_Exercise task_: Only the lines from the one containing "man with short" through the end of the material are to be echoed, each exactly as it appears.

◇ ◇ ◇

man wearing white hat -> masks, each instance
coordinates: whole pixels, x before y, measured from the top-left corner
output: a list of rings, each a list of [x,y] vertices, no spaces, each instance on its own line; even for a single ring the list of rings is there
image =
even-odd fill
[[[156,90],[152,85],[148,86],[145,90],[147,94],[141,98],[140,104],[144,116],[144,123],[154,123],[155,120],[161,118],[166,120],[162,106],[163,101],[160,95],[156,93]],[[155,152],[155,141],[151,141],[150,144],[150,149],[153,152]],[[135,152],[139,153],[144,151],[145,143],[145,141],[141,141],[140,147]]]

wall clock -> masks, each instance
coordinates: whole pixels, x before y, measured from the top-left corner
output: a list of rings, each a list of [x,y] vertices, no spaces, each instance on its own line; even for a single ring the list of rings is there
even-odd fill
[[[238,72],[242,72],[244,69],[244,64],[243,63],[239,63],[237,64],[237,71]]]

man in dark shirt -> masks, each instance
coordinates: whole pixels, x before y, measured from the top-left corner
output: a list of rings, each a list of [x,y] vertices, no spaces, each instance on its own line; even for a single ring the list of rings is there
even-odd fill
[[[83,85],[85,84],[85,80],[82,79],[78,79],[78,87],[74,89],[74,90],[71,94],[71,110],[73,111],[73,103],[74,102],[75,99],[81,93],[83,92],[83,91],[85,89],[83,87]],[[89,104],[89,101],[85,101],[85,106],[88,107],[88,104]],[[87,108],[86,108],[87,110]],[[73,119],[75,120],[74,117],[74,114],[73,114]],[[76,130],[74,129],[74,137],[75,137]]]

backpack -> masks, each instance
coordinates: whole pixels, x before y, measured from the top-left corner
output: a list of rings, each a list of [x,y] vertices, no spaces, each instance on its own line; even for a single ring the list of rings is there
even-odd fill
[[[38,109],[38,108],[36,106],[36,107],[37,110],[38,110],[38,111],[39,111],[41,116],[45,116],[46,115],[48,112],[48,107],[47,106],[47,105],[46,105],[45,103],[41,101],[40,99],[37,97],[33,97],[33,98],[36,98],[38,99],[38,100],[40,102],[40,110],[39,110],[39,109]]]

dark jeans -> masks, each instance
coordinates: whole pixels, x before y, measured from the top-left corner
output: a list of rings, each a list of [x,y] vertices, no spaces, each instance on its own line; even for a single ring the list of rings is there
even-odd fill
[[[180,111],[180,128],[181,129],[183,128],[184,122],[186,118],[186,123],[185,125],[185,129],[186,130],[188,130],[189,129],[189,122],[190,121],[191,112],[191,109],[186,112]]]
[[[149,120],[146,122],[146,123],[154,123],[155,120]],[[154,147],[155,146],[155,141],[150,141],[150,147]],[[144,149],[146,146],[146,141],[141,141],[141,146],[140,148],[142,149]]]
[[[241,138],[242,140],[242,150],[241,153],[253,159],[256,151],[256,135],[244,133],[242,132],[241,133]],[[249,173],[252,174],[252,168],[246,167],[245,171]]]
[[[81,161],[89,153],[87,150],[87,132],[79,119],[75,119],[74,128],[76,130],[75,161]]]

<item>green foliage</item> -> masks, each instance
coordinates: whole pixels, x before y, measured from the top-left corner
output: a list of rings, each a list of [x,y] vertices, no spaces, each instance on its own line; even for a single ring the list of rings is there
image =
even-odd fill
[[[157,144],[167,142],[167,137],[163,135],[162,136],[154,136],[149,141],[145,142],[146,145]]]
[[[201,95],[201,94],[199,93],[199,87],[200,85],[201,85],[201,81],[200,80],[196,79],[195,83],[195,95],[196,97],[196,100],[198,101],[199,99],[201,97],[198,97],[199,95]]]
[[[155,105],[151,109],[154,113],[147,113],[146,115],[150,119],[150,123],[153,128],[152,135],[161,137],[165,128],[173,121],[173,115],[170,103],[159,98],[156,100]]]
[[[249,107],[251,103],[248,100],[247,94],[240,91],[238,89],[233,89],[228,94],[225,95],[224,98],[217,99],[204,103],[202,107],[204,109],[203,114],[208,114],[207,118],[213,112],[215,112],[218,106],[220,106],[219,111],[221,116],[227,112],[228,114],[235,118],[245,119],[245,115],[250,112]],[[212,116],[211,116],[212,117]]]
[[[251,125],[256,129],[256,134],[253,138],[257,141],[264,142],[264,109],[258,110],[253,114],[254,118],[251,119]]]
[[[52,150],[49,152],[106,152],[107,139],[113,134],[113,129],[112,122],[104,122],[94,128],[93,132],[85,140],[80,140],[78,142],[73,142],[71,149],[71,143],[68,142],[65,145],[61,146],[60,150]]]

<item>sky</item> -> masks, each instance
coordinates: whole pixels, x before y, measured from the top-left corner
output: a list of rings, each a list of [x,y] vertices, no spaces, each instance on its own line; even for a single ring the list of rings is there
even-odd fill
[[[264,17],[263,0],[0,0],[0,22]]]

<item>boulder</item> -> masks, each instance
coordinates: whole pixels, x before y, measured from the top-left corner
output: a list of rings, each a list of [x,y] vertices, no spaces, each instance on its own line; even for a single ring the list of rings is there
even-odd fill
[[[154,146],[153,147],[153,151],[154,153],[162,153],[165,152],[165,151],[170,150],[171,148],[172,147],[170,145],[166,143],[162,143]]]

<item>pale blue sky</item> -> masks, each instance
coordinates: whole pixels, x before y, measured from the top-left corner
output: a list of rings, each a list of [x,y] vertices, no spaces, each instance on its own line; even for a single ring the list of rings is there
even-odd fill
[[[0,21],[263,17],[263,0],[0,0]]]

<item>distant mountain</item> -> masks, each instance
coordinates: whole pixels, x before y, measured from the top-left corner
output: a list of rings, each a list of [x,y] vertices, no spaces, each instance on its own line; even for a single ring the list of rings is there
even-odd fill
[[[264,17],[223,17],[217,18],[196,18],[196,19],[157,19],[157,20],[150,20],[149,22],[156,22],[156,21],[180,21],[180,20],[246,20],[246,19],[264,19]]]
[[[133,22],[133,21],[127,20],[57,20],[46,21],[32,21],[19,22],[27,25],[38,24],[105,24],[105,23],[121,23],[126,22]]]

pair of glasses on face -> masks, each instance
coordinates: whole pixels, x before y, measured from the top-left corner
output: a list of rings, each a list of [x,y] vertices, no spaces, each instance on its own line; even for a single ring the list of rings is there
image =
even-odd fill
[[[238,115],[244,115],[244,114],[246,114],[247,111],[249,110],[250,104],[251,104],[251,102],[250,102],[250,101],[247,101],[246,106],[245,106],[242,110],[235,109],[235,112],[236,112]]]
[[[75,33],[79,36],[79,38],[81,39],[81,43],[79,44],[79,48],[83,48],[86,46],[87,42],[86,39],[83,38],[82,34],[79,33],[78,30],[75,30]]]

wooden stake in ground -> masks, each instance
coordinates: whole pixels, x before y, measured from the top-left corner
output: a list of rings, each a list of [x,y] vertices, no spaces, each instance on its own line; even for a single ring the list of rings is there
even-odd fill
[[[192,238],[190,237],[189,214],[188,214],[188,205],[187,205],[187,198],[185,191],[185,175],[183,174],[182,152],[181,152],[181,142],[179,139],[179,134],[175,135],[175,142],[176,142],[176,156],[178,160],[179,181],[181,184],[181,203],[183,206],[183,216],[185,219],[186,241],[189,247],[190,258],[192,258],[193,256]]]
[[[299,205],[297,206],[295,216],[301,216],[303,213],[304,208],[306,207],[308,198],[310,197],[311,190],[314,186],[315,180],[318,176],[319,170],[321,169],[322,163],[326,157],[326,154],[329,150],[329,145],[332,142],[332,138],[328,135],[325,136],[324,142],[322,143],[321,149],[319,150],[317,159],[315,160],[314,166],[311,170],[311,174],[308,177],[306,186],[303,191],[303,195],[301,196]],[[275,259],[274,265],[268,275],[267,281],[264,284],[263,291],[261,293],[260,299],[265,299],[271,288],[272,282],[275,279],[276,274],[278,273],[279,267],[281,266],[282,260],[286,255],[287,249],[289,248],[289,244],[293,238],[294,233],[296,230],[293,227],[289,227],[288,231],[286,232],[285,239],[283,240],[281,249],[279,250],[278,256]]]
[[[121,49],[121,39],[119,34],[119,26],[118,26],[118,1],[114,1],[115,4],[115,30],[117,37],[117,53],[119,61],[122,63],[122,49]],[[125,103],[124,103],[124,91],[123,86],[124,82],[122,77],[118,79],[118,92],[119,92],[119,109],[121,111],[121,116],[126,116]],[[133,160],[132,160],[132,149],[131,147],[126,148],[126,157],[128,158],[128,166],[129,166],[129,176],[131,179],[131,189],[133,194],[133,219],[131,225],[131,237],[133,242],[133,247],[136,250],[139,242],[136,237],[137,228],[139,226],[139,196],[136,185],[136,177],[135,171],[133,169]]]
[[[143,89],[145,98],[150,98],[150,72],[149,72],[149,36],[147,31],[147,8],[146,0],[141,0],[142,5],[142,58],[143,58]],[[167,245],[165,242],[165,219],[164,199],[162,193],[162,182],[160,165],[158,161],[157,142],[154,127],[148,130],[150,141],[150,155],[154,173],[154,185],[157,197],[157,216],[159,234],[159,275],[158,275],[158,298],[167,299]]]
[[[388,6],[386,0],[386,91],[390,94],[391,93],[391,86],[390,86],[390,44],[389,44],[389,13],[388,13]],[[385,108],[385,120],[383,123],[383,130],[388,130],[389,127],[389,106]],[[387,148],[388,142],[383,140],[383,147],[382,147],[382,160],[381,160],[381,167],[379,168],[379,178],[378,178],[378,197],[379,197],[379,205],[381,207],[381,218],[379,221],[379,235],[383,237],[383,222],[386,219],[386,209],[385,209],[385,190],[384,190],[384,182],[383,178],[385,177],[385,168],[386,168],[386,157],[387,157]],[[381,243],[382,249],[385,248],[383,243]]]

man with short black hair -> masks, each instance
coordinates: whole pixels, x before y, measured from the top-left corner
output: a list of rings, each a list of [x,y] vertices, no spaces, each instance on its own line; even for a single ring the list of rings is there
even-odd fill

◇ ◇ ◇

_Response for this exercise_:
man with short black hair -> masks, each instance
coordinates: whole pixels, x before y, measured from the top-left corner
output: a list of rings, each a list of [x,y] vertices, no spaces, each instance on its own line; even for a single ring the list of rings is there
even-odd fill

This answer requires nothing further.